■ **Exercise prompt**
All of the entries need to be printed again exactly; pictures are the only thing to omit.

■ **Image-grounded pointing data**

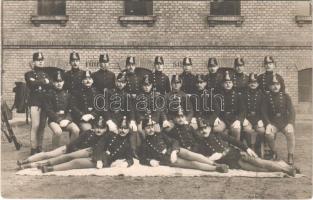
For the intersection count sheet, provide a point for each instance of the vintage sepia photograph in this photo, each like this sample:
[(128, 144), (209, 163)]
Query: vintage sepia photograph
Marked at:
[(156, 99)]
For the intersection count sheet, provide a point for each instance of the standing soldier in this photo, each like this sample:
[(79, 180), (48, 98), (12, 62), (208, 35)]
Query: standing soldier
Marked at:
[(103, 78), (187, 77), (73, 77), (279, 115), (83, 103), (38, 82), (161, 82), (215, 75), (58, 110), (266, 78), (239, 77), (253, 125), (232, 109), (177, 98)]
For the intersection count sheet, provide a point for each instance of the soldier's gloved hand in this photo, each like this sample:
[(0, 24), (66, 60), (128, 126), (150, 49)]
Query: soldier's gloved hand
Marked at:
[(236, 124), (133, 126), (260, 123), (112, 126), (174, 156), (245, 122), (64, 123), (252, 153), (166, 124), (289, 128), (120, 163), (193, 123), (217, 121), (216, 156), (154, 163), (99, 164)]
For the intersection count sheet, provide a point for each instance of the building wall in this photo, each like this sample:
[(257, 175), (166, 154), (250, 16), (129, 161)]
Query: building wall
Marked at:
[(181, 29)]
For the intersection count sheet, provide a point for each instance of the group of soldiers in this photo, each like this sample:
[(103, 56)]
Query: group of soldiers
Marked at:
[(224, 107)]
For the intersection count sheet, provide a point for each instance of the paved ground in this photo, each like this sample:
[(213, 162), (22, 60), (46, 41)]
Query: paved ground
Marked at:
[(14, 186)]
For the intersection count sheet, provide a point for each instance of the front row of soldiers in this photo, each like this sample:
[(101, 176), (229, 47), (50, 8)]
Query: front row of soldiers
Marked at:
[(182, 133)]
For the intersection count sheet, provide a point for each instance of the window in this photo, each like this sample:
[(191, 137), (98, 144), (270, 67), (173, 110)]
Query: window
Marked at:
[(51, 7), (225, 7), (138, 7)]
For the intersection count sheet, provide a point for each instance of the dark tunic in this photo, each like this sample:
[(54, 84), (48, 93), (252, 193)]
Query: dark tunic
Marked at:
[(278, 110), (185, 135), (57, 105), (112, 147), (189, 82), (233, 108), (38, 87), (158, 147), (73, 79), (103, 80), (86, 139), (265, 81), (253, 100), (161, 82), (221, 143)]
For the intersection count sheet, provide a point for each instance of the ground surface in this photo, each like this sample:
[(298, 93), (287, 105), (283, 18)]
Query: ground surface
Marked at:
[(14, 186)]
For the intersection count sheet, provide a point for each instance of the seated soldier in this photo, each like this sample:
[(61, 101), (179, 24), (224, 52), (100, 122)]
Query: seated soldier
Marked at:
[(57, 106), (82, 101), (111, 150), (279, 115), (232, 108), (225, 149), (159, 149), (253, 125), (85, 140)]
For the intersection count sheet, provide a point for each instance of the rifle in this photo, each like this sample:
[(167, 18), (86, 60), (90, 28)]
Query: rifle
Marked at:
[(11, 137)]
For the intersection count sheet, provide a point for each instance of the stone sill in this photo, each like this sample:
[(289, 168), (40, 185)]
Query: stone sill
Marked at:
[(214, 20), (300, 20), (40, 19), (128, 19)]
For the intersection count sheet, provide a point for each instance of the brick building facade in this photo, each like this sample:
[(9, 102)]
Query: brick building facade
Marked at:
[(174, 29)]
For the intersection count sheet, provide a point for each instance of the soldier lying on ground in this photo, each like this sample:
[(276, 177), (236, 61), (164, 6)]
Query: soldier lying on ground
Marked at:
[(221, 148), (159, 149)]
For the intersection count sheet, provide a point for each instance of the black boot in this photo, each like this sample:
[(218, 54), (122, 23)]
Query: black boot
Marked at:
[(46, 169), (290, 158), (33, 151)]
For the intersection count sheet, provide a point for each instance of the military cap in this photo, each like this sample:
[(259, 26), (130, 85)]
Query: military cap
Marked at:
[(130, 60), (104, 58), (187, 61), (74, 56), (38, 56), (212, 62)]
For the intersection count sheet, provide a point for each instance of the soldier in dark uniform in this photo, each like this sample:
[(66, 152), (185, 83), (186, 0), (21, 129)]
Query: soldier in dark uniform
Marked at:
[(205, 105), (161, 82), (85, 140), (73, 77), (279, 116), (84, 109), (103, 78), (148, 103), (38, 83), (58, 109), (265, 79), (253, 125), (159, 149), (187, 77), (177, 98), (225, 149), (215, 75), (240, 79), (232, 110)]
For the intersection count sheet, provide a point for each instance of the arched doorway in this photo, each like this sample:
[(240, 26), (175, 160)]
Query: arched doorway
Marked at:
[(305, 85)]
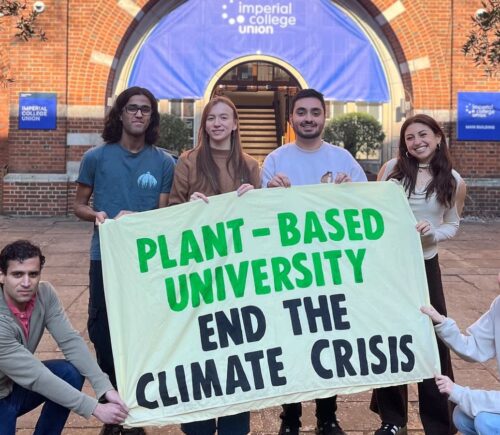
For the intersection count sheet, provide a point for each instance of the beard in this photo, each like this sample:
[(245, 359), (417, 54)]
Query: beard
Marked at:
[(308, 135)]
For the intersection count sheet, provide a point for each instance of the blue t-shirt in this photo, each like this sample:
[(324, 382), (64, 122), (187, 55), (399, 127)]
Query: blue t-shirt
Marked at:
[(308, 167), (122, 180)]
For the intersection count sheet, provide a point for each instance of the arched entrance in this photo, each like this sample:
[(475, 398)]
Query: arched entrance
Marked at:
[(261, 91)]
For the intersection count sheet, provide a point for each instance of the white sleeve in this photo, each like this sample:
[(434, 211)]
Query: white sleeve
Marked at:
[(449, 226), (268, 171), (472, 402)]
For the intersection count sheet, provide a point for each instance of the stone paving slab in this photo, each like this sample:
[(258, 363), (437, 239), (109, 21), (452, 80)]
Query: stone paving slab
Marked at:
[(470, 263)]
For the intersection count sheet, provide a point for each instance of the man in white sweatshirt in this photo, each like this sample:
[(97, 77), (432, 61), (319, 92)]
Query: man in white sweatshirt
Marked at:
[(477, 411)]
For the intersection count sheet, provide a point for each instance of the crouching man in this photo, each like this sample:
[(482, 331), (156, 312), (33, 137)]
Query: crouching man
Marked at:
[(27, 307)]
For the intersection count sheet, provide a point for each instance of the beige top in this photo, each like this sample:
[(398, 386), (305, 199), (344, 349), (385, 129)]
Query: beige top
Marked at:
[(444, 221), (187, 179)]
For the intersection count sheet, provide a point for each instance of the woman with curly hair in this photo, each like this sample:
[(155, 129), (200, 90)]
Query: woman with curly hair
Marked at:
[(436, 195)]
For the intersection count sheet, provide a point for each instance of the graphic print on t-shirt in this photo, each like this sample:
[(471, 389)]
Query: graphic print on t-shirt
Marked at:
[(147, 181)]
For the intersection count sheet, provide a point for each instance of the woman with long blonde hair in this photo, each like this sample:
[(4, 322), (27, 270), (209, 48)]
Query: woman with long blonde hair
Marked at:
[(216, 165)]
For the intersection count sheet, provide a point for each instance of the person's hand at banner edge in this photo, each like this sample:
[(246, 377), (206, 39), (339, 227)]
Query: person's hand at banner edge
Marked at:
[(112, 396), (113, 412), (123, 213), (198, 195), (444, 383), (425, 228), (342, 177), (100, 217), (279, 180), (244, 188), (433, 314)]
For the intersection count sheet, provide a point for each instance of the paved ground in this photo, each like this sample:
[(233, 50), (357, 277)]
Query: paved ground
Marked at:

■ **Final answer**
For the intersection count sheet, provide a point for each instance of the vintage sepia photograph in this photo, each like this sample:
[(128, 144), (209, 163)]
Query: vintage sepia photograph
Marked at:
[(156, 99)]
For the intersection count sheet, provide a point for each instance of the standing soldier in this photo, each like this sample:
[(79, 180), (48, 98), (12, 62), (208, 35)]
Query: standing soldier
Marked at:
[(103, 78), (187, 77), (73, 77), (279, 115), (83, 103), (38, 82), (161, 82), (215, 75), (58, 110), (266, 78), (239, 77), (253, 125), (232, 109), (177, 98)]
For the intersection count sheet, provide a point for each instance of the soldier's gloved hand in this photo, each like this sample:
[(0, 24), (66, 60), (128, 126), (150, 49)]
Query: soldier's gloved hand
Marked at:
[(236, 124), (133, 126), (260, 123), (112, 126), (174, 156), (245, 122), (64, 123), (252, 153), (166, 124), (289, 128), (120, 163), (193, 123), (217, 121), (216, 156), (154, 163), (99, 164)]
For the intersection count sheet, provide a point for each instance of the building wall in this photo, each like this sample:
[(257, 175), (166, 154), (250, 16), (129, 161)]
Query: building wall
Marked at:
[(181, 29)]
For the intersection count sheet, provide a point for each instance of the group of soldiers in this photo, each like this sample:
[(103, 56)]
Query: group of soldiers
Marked at:
[(224, 107)]
For the intersection count sheet, provide a point for each instance of the paved ground in this photo, each like this sample:
[(213, 162), (22, 60), (46, 41)]
Query: paved ground
Marked at:
[(14, 186)]
For the intersection count sheet, provide a point for each instance of the front row of soldiers in this photo, each like this sample:
[(101, 176), (229, 47), (50, 8)]
Query: front row of soldiers
Marked at:
[(182, 133)]
For the intersection count sheet, provide a point for each instance of the window in this photo, each like this sample:
[(191, 137), (98, 144), (270, 67), (173, 110)]
Query: window
Marked at:
[(51, 7), (225, 7), (138, 7)]
For the intersection count sheet, provide a point for each instance of the dark tunic in this photo, each like this sample:
[(54, 84), (48, 93), (252, 193)]
Query: dark tunic
Marked at:
[(278, 110), (185, 135), (57, 105), (112, 147), (189, 82), (233, 108), (38, 87), (158, 147), (73, 79), (103, 80), (86, 139), (265, 81), (253, 100), (161, 82), (221, 143)]
For the intersection count sheet, provide a point for each instance of the ground surface in this photo, each like this sample:
[(298, 93), (287, 105), (283, 18)]
Query: ground surface
Marked at:
[(14, 186)]
For the intersection count sheet, provide a point for each instance of the seated soldier in this photo, each like this sample:
[(61, 101), (179, 24), (224, 52), (100, 122)]
Query: seated soldier
Marked at:
[(57, 106), (82, 101), (111, 150), (279, 115), (232, 108), (225, 149), (159, 149), (253, 125), (85, 140)]
For the intersection count sheet, provide a point for each instance of the rifle in this photo, each like this sample:
[(167, 18), (86, 60), (90, 28)]
Query: rifle
Marked at:
[(11, 137)]
For the intersection count sheet, provide a point for each instance of the stone sill in this photo, each like this sample:
[(289, 168), (40, 185)]
Query: stone sill
Marked at:
[(214, 20), (300, 20), (40, 19), (128, 19)]
For the intersection count sheet, provide a point for each instance of the brick building facade in this photo, each like this sample:
[(9, 102)]
Query: brick building facade
Marked at:
[(174, 29)]
For the intersection count sheet, provide a point for each instance of the soldier lying on ground in this photo, each like this sample:
[(276, 177), (236, 61), (164, 6)]
Query: soldier lying on ground
Marked at:
[(221, 148), (159, 149)]
For the intersection count sheet, provide a point for each instance of the black boot in this photo, each like this sample:
[(218, 54), (122, 23)]
Query: black boot
Marked at:
[(46, 169), (290, 158), (33, 151)]
For the intersection count sheet, provide a point for each instance of the military cap in this photo, each like this sample:
[(259, 26), (130, 85)]
Query: military cap
Marked at:
[(130, 60), (104, 58), (187, 61), (74, 56), (38, 56), (212, 62)]
For the intersection count sheet, provide a point for each instance of the soldier in dark uniform in this photo, each like this sample:
[(66, 152), (185, 83), (186, 0), (21, 129)]
Query: soldier in dark uniform
Marked at:
[(205, 105), (161, 82), (85, 140), (73, 77), (279, 116), (84, 109), (103, 78), (148, 103), (38, 83), (58, 109), (265, 79), (253, 125), (159, 149), (187, 77), (177, 98), (225, 149), (215, 75), (240, 79), (232, 110)]
For the intersection count sheet, provide a point for each instance of the arched doorway in this photo, each like this sample:
[(240, 26), (175, 160)]
Query: arched doorway
Marked at:
[(305, 85)]
For the intersection count sheet, provide a point for each instance of the beard in this photo, each like this sample:
[(245, 359), (417, 54)]
Query: beard
Marked at:
[(308, 135)]
For the intersection count sheet, provide a point for each instance of the blue t-shirt in this photo, each like this sample:
[(324, 382), (64, 122), (187, 55), (399, 127)]
Query: blue t-shirt
Marked at:
[(308, 167), (122, 180)]
For the intersection count sheet, provide a point for each instance of the arched entrance in this photo, each like this sample:
[(475, 398)]
Query: arched entrance
Marked at:
[(261, 91)]
For the intersection count sheet, provide a point for each instance of the white sleeve in this photo, each like this sample:
[(434, 211)]
Query: white sleeve
Marked at:
[(449, 226), (268, 171), (472, 402)]
For the intersection count sheet, provide a point for each instance of the stone paving slab in this photo, each like this sample:
[(258, 363), (437, 239), (109, 21), (452, 80)]
Query: stone paving slab
Marked at:
[(470, 263)]
For the intersection count sheet, provide a point for each instance of the man in white sweatshirt in this photo, each like this sample:
[(97, 77), (432, 61), (319, 92)]
Query: man in white sweatshirt
Marked at:
[(477, 411)]
For the intersection count sheet, provide a point for each instance of the crouching man in this photo, each like this sample:
[(482, 331), (156, 312), (33, 137)]
Query: crouching man
Marked at:
[(27, 307)]
For the intersection count sheet, provide a point for each instance of the beige top in this photo, each like this sample:
[(398, 386), (305, 199), (344, 349), (385, 129)]
Query: beige top
Marked at:
[(444, 221), (187, 179)]
For the intersection count sheet, provide a point for each instance of the woman with curly hair in this photo, each like this sample:
[(155, 129), (200, 90)]
Query: woman with curly hair
Marked at:
[(436, 195)]
For the intersection count sheet, provide a point for each instance of the graphic print on t-shirt in this photo, each like this sample:
[(471, 389)]
Query: graphic print on t-shirt
Marked at:
[(147, 181)]
For the intersection count sheet, provide a point for each instance of the woman with long blonde hair in this photo, each like this sample:
[(4, 322), (27, 270), (209, 48)]
Query: woman with long blonde hair
Marked at:
[(216, 165)]
For the intersection count sheet, provide a point for each instance of the person's hand at banner edge in this photo, each like this sample:
[(246, 377), (206, 39), (339, 227)]
Query: person's hand at banner edge
Marked at:
[(112, 396), (113, 412), (123, 213), (198, 195), (444, 383), (425, 228), (342, 177), (100, 217), (279, 180), (244, 188), (433, 314)]
For the intersection count sheet, provide a point for each instance of the paved ground in this photo, each like this sample:
[(233, 50), (357, 277)]
Query: paved ground
Marked at:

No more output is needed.